EXTRAIT -
Le 12 janvier 2010, une vingtaine de contrôleurs et gendarmes débarquent et perquisitionnent chez Verget, le négoce de Jean-Marie Guffens à Sologny. Pour lui et son équipe, c'est un traumatisme. « Mes avocats m'ont dit : on ne fait pas débarquer vingt-cinq personnes pour rien. Si vous avez fait quelque chose, reconnaissez-le. Sinon, êtes-vous bien sûr de l'honnêteté de vos employés ? En entendant cela, je me suis senti lâché. » « Nous nous sommes mis à douter de nous-mêmes, explique Philomène Morais, la directrice administrative de la société. Nous nous sommes dit que nous étions incompétents, que nous avions fait une erreur énorme par méconnaissance de la réglementation. Nous n'avions plus d'énergie. Nous étions dégoûtés. »

Les douanes assurent que « l'affaire continue »

« On était dans les cordes, mais pas KO », reprend Jean-Marie Guffens. Car, il en est sûr, l'acharnement des contrôleurs est la conséquence de son stupide coup de fil. Il en sera encore plus convaincu lorsqu'il aura accès au dossier de l'enquête menée contre lui. Plusieurs documents sont pour le moins troublants. Ainsi, cet acte daté du 17 juin 2009, où l'enquêteur des douanes écrit que Jean-Marie Guffens a été condamné en appel à 50 000 euros d'amende. Or, ce jugement avait été cassé en mai 2008. Un an plus tard, comment le douanier pouvait-il ignorer ce fait ? Pour Jean-Marie Guffens, il s'agissait de présenter à la juge chargée de l'enquête un élément grave à son encontre, fût-ce en omettant la vérité. Autre élément troublant : le réquisitoire introductif qui lance cette seconde enquête fait référence à une constitution de partie civile. S'agit-il de la plainte pour menace déposée par l'agent des fraudes ? Le procureur assure qu'il s'agit d'une bête « erreur » de secrétariat. Bref, un simple copier-coller malheureux.

Après quelques mois où l'enquête semble piétiner, Jean-Marie Guffens rencontre la juge chargée de son dossier. « Elle m'a déclaré ne pas comprendre ce que l'on me reprochait », assure-t-il.

Le 9 novembre 2011, la chambre d'instruction de Dijon annule la procédure sur commission rogatoire, celle qui a conduit à la perquisition et aux gardes à vue. « C'est la seconde fois que la justice me donne raison », constate-t-il. Interrogé sur l'affaire Guffens, la direction générale des fraudes n'a pas souhaité s'exprimer, considérant, que les « faits [sont] anciens et jugés de manière définitive ». De son côté, les douanes assurent que « l'affaire continue ». Sans pour autant préciser pour quels faits. Jean-Marie Guffens a la réponse. « La seule chose sérieuse qui demeure, c'est un manque de timbres et de capsules congés. Pour cela, j'ai payé une amende de 850 euros. J'attends aussi le retour des douaniers pour un inventaire de cave qu'ils n'ont pas encore eu le temps de contrôler… », déclare-t-il de son accent flamant. Pour le reste, tout porte à croire qu'il a payé extrêmement cher son insoumission.

DONNÉES FOURNIES -

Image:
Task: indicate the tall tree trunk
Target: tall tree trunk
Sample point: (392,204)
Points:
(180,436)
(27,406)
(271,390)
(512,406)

EXERCICES -
- 1) Citez sans rien modifier toutes les lignes des entrées ci-dessus.
- 2) Prolongez le récit de l'affaire Guffens au-delà de sa dernière phrase.

RÉSULTATS ATTENDUS -
- 1)
Image:
Task: indicate the tall tree trunk
Target: tall tree trunk
Sample point: (392,204)
Points:
(180,436)
(27,406)
(271,390)
(512,406)

- 2)
REPÈRE

Producteur et négociant Jean-Marie Guffens possède deux propriétés et un négoce, l'ensemble pesant environ 500 000 bouteilles et 3,5 millions d'euros de chiffre d'affaires. Son négoce, maison Verget, n'achète que des raisins et des moûts blancs du Mâconnais, de Côte-d'Or et de Chablis. Il produit 350 000 bouteilles par an. Il est basé à Sologny (Saône-et-Loire) comme l'une des deux propriétés, le domaine Guffens-Heynen.

L'autre propriété, le château des Tourettes, est située à Apt, dans le Vaucluse. En 2005, Jean-Marie Guffens a vendu son chai de Chablis où il a subi les premiers contrôles en 2001.

Une vidéo qui crée le buzz sur internet

Jean-Yves Cauchard, réalisateur indépendant, a recueilli les témoignages de Jean-Marie Guffens, fondateur de la maison Verget, de Philomène Morais, sa directrice administrative et financière, de Julien Desplans, son œnologue, et de Didier Tournissoux, son caviste, tous les quatre mis en garde à vue. Il en a fait un film de 26 minutes dénommé « C'est arrivé dans une cave près de chez vous ». Le réalisateur se souvient : « Ce qui m'a le plus interpellé lors du tournage, c'est le traumatisme laissé par la garde à vue. Jean-Marie Guffens et ses salariés avaient un vrai besoin d'en parler. » La vidéo, mise en ligne sur le site de « La Revue du vin de France » dès le 16 novembre 2011, a fait le buzz sur internet. Elle vient d'être traduite en anglais.

REPÈRE

Crazy Belgium La réussite de Jean-Marie Guffens repose sur la qualité de ses vins, très bien notés par Robert Parker. Ce dégustateur est même dithyrambique à son égard, le qualifiant de « meilleur producteur au monde de chardonnay » et même de « génie ». Il l'aurait aussi surnommé « crazy belgium ».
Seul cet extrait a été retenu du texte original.